What are the wolves up to?

Further photos and updates are available on the "UKWCT Friends" Facebook group.
(Please note: the group is not an official UKWCT site; opinions and views posted there may differ from those of the UKWCT.)

Previous updates are available: November 2019, October, September, August, July, May/June, March/April , January/February, November/December 2018 and September/October 2018


22nd December 2019

Sunday was, by and large, a dry and mild day - ideal weather for being out with the wolves.

After arriving, we shared a few festive treats and then set out with the Beenhams. The day may have been dry, but the muddy ground told the tale of copious rainfall over the preceeding weeks. The wolves, already a bit muddy, became even moreso as the walk progressed. There were times when even the wolves made squelching noises on the saturated grass, something which is most unusual as the wolves are usually pretty silent!

The rainfall had filled the pond that one of our volunteers (Matt) dug out a few years ago. The wolves were of course quite interested in this, albeit they didn't fancy going in the deep part. Just as well, as the handlers would have had to follow! As usual there were some smelly things for the wolves to roll in, although all that moisture took the edge off the pong. The stream at the bottom of the field by the enclosures was as high as I've ever seen it and the wolves were quite careful as they paddled at the edge. Tala, for whatever reason, decided that the water in the pond was better than that of the stream; she must have been thirsty as she took a good long drink.

**********

According to the wolf walk update, why was it unusual that the wolves made squelching noises on the grass? Answer in one to three sentences.

● Recorded information:
**********

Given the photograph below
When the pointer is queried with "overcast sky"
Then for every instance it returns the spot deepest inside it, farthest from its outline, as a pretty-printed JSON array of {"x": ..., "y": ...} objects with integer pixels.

**********

● Task response: It was unusual because the wolves are usually pretty silent. The squelching came from grass saturated by copious rainfall over the preceding weeks.